Selection
Anyway, I feel fairly positive about my review, which is on Friday, although the manager doing it is the strictest and most arbitrary person on staff. (Not by coincidence, she's also the youngest manager, and the most recently promoted.)

As for New Year's Eve plans, I'm working tonight until seven, and then the House o'Squid is off to the House o'Cats to spend the evening with [livejournal.com profile] peace_bloom and [livejournal.com profile] sajee, drinking wine and ... well, I'm sure we'll come up with other things to do.

I shall return the copy of David Starkey's Six Wives that I borrowed months ago, too -- I just started the chapter on Catherine Parr, so I should have it finished in the very near future. How I hate Henry VIII. I know I've discussed this before, but I really hate him quite a lot. I've seen people argue that, by the standards of the age and the behaviour expected for kings, Henry was perfectly reasonable in changing wives the way normal men change their socks, but if that was really the case, it wouldn't have caused any scandal in Europe.

Actions to take
1. In the entry, on what day is the review?
2. Reproduce everything in the entry from "As for New Year's" down to "things to do.".

Data section
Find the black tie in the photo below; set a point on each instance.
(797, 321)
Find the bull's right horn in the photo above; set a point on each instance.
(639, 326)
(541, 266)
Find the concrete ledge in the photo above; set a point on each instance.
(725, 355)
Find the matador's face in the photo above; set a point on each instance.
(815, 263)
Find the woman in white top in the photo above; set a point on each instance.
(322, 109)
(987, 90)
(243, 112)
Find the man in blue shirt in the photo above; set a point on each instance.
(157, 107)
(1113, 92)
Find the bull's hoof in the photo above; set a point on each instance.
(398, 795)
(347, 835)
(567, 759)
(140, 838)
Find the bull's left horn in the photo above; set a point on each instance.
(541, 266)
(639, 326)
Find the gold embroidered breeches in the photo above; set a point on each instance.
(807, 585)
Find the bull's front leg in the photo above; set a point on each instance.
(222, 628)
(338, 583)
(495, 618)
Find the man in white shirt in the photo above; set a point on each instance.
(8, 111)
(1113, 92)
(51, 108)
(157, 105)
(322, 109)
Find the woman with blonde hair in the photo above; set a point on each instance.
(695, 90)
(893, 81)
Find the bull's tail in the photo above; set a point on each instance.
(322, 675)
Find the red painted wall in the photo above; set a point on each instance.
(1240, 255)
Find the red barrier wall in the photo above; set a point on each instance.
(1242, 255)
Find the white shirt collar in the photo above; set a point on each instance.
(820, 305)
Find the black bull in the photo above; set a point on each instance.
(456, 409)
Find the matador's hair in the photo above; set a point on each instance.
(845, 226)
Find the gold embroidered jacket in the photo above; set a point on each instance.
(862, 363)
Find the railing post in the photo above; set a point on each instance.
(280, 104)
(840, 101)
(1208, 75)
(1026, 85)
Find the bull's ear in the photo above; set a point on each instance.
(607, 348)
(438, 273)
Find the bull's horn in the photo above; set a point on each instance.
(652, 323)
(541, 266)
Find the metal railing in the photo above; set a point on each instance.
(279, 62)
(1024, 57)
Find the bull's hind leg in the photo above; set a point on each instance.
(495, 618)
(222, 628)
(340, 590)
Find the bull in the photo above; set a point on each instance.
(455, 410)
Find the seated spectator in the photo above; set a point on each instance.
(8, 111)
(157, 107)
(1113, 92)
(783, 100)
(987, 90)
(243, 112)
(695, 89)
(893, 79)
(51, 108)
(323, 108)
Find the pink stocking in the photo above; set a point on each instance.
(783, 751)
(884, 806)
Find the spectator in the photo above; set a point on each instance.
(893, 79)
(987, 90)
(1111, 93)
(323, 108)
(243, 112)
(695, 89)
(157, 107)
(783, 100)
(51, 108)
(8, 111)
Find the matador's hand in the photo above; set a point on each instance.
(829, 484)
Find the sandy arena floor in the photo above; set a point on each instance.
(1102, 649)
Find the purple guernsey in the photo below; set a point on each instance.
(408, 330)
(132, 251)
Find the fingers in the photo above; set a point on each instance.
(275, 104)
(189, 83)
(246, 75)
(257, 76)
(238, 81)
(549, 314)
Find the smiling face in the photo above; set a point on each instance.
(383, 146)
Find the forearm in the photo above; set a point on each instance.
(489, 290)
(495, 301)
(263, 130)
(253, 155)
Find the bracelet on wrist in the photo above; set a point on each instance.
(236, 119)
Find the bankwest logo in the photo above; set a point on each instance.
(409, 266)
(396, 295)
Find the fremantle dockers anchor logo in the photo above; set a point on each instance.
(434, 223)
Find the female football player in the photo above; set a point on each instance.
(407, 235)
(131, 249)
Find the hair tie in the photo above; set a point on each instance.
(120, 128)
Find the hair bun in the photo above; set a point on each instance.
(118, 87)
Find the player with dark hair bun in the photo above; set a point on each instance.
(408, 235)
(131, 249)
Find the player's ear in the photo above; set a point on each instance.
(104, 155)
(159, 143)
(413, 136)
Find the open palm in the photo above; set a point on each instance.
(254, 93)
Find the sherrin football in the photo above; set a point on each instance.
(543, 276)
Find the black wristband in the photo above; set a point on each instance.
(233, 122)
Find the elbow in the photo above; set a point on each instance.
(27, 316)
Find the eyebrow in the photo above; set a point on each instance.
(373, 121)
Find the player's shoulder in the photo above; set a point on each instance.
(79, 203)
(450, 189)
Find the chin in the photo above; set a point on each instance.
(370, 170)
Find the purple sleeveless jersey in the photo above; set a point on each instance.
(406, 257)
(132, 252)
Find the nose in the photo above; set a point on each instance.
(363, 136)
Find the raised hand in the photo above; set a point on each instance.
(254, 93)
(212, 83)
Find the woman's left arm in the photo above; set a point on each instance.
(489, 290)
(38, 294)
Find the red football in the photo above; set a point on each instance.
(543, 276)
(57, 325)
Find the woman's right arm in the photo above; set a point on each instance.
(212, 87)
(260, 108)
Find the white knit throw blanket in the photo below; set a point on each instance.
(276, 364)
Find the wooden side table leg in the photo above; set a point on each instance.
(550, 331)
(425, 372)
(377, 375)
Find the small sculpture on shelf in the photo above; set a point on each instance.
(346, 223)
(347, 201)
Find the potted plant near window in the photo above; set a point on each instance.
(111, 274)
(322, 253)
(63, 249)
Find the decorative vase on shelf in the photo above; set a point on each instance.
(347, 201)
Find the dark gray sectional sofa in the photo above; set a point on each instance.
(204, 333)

In response
1. Friday.

2.
As for New Year's Eve plans, I'm working tonight until seven, and then the House o'Squid is off to the House o'Cats to spend the evening with [livejournal.com profile] peace_bloom and [livejournal.com profile] sajee, drinking wine and ... well, I'm sure we'll come up with other things to do.